▶ _Short problem_:
Convert the items from the start of the items through the line containing "[158,512,873,659]" into a two-column CSV with the headers item_text and answer, one row per item. Place each item's text and its answer in a quoted field of their own, with line breaks replaced by spaces.

═════ Source data

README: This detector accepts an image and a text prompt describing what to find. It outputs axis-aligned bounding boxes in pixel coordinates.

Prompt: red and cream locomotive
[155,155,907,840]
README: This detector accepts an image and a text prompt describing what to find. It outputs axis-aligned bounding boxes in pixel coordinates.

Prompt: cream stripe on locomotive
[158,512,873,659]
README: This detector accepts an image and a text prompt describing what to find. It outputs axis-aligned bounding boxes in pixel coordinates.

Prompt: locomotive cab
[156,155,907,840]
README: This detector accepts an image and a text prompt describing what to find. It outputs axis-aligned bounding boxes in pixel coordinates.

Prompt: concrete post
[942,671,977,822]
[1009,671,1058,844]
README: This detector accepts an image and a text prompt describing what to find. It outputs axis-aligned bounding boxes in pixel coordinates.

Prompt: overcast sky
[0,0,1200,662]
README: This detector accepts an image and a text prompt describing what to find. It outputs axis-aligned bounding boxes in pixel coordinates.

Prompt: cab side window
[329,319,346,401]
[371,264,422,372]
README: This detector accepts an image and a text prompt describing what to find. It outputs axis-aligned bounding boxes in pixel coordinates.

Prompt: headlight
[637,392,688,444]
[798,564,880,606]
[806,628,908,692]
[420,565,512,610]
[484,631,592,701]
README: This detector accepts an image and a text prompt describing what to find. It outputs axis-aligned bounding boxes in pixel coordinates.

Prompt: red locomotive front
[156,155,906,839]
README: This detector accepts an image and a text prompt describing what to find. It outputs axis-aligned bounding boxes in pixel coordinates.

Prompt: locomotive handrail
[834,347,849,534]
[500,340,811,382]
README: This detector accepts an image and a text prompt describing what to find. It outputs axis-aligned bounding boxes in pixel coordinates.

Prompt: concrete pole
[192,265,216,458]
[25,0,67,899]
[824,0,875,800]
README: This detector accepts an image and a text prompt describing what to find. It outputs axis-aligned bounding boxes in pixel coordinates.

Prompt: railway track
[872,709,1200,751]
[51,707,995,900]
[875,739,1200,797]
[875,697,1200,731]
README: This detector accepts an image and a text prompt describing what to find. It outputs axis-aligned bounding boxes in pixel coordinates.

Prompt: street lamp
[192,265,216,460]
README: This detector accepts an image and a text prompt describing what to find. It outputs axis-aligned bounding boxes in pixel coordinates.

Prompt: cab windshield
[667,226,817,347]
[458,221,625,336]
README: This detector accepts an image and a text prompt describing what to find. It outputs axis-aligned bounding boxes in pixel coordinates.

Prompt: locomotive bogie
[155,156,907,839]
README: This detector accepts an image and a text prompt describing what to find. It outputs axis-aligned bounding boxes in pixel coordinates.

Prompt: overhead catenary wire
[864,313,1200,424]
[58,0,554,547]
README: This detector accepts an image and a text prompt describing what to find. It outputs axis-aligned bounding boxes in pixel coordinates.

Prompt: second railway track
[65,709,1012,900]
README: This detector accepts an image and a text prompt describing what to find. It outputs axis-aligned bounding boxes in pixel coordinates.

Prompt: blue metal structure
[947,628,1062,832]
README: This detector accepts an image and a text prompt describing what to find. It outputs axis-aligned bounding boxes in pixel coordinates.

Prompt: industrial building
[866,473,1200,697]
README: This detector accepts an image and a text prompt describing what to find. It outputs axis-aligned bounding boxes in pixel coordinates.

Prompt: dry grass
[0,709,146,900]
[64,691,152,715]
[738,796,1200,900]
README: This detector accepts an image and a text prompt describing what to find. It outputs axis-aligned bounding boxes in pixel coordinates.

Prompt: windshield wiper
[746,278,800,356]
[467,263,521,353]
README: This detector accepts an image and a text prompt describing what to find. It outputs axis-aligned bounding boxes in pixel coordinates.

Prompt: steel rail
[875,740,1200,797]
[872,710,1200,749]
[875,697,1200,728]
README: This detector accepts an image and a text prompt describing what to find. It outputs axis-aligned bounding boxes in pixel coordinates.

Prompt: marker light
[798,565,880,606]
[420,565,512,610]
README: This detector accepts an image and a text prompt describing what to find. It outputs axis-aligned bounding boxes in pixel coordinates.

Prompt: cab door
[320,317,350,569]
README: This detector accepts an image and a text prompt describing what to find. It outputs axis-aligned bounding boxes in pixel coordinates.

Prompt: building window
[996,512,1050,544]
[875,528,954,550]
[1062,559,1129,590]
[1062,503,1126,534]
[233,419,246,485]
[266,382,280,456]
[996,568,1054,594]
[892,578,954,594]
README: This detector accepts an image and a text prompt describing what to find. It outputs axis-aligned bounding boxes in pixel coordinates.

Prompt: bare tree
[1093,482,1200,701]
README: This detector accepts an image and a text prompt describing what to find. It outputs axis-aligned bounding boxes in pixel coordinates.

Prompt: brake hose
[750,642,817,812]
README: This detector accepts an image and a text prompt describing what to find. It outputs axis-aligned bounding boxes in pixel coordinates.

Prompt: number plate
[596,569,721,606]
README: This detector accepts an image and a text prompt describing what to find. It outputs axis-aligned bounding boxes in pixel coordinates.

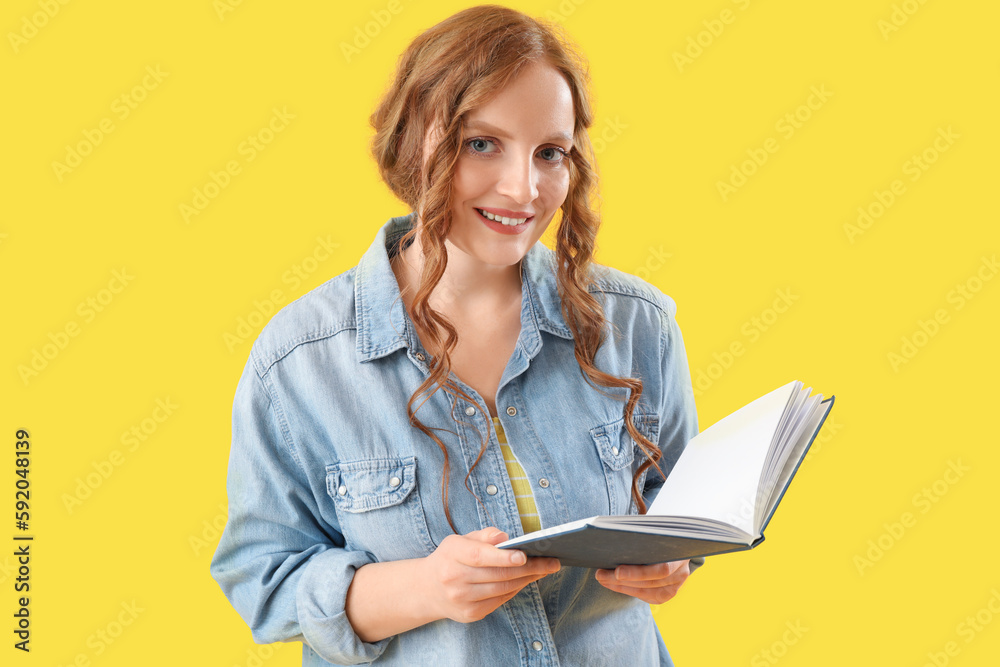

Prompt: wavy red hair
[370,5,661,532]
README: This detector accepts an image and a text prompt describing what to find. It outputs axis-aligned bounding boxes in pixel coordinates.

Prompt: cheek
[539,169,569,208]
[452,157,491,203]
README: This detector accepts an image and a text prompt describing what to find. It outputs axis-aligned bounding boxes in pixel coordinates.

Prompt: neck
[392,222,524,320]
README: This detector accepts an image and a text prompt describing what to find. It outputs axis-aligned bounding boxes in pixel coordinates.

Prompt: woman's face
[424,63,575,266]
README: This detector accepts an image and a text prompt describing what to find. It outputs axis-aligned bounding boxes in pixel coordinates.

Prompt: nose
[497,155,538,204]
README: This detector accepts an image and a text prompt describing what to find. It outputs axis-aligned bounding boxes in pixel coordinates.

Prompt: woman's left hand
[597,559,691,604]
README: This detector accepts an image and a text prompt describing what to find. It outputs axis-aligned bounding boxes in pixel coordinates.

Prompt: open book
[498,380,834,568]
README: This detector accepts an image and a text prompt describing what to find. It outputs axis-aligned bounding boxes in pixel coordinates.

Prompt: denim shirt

══════════

▶ _Task response_:
item_text,answer
"README: This detector accepts an image and a text prompt describing what to find. It outputs axis-aligned bounding boxes in pixel coordinates. Prompt: red and cream locomotive","[155,155,907,840]"
"README: This detector accepts an image and a text prompt describing what to find. It outputs axis-aligned bounding boxes in pixel coordinates. Prompt: cream stripe on locomotive","[158,512,873,659]"